**TASK STATEMENT**
Which lines of the data hold the word "such"? Copy all of them.

(Beginning of INFORMATION SHOWN)

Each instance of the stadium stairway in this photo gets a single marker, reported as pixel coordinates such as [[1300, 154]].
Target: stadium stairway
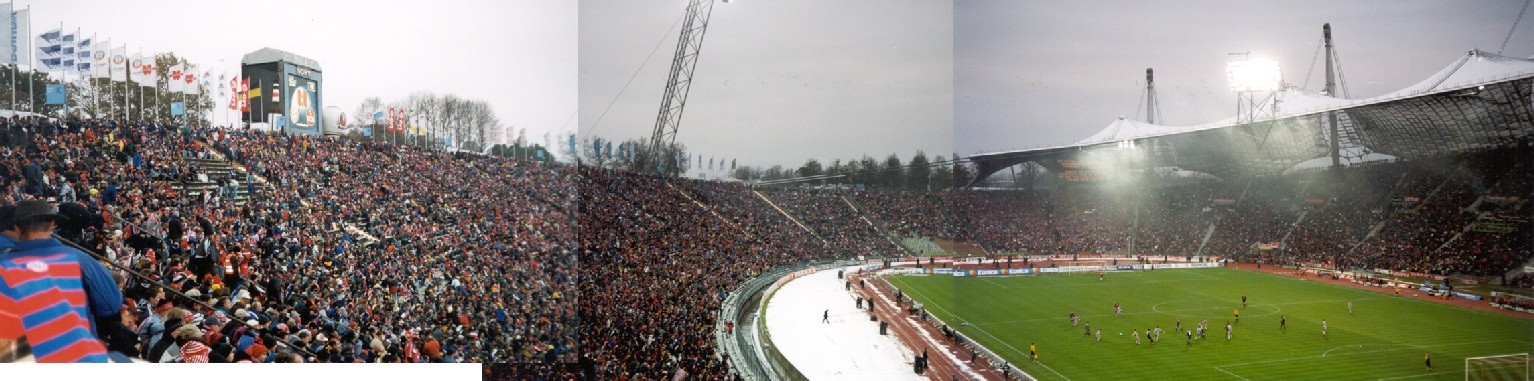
[[217, 166], [213, 171], [790, 217], [876, 228]]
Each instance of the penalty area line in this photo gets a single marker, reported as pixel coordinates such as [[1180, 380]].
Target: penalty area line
[[1227, 372]]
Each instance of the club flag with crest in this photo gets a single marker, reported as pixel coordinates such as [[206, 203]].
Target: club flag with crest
[[390, 119], [135, 66], [148, 72], [233, 92], [190, 77], [83, 56], [118, 63], [175, 82], [98, 60], [244, 99]]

(End of INFORMATION SHOWN)

**ANSWER**
Each instance of the stadium stairway in this photo gets a single marker, reported as pixel coordinates such as [[1300, 154]].
Each instance of the penalty area line in this photo gets a single marker, reported as pixel coordinates such as [[1180, 380]].
Each instance of the club flag with crest in this photo gets a single marker, reported as pixel coordinates such as [[206, 203]].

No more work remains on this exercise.